→ KUTIPAN PILIHAN

Elsa Fitria Bena
by on February 21, 2017
2,028 views
Sebagai negara yang pernah dijajah oleh negara Eropa, Indonesia memiliki banyak peninggalan sejarah dari Belanda. Salah satunya berupa bangunan-bangunan kolonial yang tersebar di banyak kota. Baik itu rumah, kantor, atau bahkan pabrik. Sebagai bangunan bersejarah, ada baiknya jika kita mempelajarinya. Entah itu dari segi arsitektur, sosial, atau budaya.
Dari segi arsitektur, bangunan kolonial merupakan bangunan yang diadaptasi dari Eropa. Namun, pengadaptasian bentukan arsitektural itu tidak langsung diterapkan di negara tropis seperti Indonesia, karena Belanda dan Indonesia sangat jauh berbeda dari segi iklimnya. Para insinyur Belanda butuh waktu yang cukup lama untuk mempelajari karakteristik Indonesia. Untuk membangun sebuah bangunan di Indonesia, mereka telah menerapkan konsep-konsep kenyamanan untuk negara beriklim tropis. Namun konsep-konsep itu saat ini telah ditinggalkan oleh masyarakat. Padahal konsep hasil pemikiran para insinyur pada zaman penjajahan termasuk ke dalam konsep terbaik untuk negara tropis seperti Indonesia ini. Berikut adalah konsep-konsep kenyamanan tersebut.

→ Entri koleksi
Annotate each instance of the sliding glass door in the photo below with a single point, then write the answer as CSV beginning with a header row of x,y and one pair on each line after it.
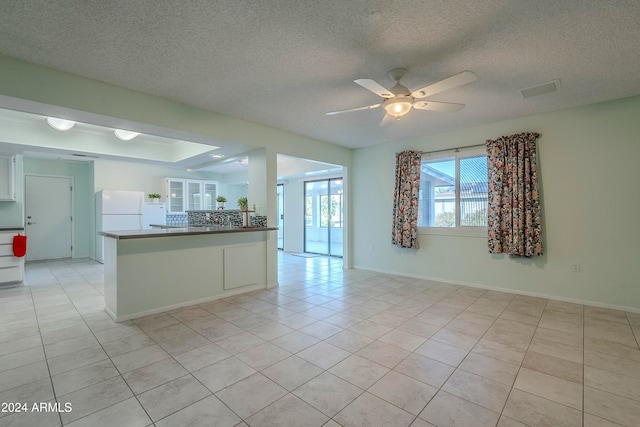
x,y
323,216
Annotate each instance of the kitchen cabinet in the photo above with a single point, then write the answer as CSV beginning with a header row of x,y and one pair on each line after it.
x,y
189,195
7,178
11,267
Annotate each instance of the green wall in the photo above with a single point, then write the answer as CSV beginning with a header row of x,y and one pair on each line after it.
x,y
83,213
591,203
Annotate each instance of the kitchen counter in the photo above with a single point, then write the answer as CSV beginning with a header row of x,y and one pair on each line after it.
x,y
151,271
180,231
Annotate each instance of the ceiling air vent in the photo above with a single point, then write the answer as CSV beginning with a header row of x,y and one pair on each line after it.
x,y
541,89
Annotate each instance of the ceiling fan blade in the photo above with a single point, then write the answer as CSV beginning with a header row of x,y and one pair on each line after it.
x,y
368,107
387,119
447,107
446,84
375,87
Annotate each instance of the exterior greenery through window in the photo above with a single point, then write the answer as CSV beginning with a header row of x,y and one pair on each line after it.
x,y
453,189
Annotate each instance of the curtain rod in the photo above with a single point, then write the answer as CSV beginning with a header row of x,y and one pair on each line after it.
x,y
456,149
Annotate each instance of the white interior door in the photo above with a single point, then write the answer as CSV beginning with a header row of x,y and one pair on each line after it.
x,y
48,217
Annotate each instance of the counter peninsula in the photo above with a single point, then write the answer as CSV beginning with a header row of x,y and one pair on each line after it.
x,y
150,271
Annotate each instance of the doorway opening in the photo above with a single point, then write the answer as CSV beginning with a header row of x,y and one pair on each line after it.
x,y
323,204
48,225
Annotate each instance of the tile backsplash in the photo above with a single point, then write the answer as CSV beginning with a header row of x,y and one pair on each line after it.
x,y
176,219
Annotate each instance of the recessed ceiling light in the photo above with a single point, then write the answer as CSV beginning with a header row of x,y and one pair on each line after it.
x,y
60,124
125,135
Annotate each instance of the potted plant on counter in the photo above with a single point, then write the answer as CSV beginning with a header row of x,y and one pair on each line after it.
x,y
221,201
243,203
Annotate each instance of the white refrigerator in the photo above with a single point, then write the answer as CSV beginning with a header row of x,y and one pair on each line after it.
x,y
117,210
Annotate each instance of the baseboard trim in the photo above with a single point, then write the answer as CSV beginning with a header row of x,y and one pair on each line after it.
x,y
506,290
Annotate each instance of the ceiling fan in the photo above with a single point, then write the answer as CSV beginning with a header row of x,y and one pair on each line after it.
x,y
398,100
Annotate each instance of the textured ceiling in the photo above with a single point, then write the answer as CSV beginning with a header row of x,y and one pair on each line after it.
x,y
286,63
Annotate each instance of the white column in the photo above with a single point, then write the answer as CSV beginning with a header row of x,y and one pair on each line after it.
x,y
262,176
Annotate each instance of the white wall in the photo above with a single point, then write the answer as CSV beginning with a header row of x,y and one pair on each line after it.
x,y
588,173
294,215
12,212
115,175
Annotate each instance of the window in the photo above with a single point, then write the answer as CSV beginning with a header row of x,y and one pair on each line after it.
x,y
453,189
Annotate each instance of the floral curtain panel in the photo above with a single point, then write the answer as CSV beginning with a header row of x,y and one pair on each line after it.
x,y
514,221
405,202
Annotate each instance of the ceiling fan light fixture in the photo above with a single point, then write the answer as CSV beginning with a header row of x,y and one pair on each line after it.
x,y
60,124
125,135
398,106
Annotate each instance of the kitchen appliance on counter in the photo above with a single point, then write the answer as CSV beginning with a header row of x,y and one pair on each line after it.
x,y
154,213
117,210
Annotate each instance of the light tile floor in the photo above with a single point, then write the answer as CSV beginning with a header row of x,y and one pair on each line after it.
x,y
328,347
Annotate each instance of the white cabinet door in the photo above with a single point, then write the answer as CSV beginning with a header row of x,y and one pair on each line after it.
x,y
7,178
175,195
194,195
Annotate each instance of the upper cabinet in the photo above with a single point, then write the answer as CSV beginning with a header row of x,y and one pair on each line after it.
x,y
190,195
7,178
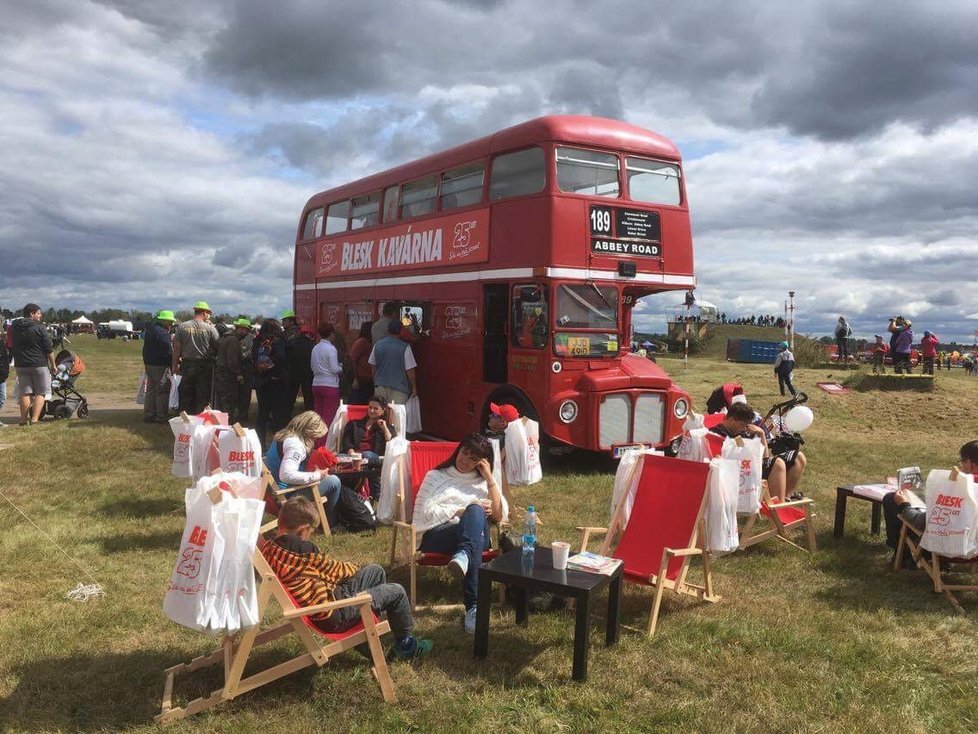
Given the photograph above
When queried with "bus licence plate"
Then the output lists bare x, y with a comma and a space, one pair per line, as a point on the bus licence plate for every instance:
617, 451
579, 346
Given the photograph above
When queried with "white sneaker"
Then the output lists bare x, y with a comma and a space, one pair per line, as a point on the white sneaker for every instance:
459, 565
469, 621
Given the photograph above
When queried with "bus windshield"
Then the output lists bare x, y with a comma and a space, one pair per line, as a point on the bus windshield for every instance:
586, 318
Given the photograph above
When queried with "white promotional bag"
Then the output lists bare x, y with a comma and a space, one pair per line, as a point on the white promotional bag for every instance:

→ TINDAKAN YANG DILAKUKAN
• A. Menurut kutipan tentang bangunan kolonial, mengapa bentukan arsitektural dari Eropa tidak langsung diterapkan di Indonesia?
• B. Salin dengan tepat bagian kutipan yang dibuka dengan kata-kata "Elsa Fitria Bena" dan ditutup dengan "sosial, atau budaya.".
Entri di atas tidak berperan dalam hal ini.

→ DAFTAR JAWABAN
• A. Karena Belanda dan Indonesia sangat jauh berbeda dari segi iklimnya.

• B.
Elsa Fitria Bena
by on February 21, 2017
2,028 views
Sebagai negara yang pernah dijajah oleh negara Eropa, Indonesia memiliki banyak peninggalan sejarah dari Belanda. Salah satunya berupa bangunan-bangunan kolonial yang tersebar di banyak kota. Baik itu rumah, kantor, atau bahkan pabrik. Sebagai bangunan bersejarah, ada baiknya jika kita mempelajarinya. Entah itu dari segi arsitektur, sosial, atau budaya.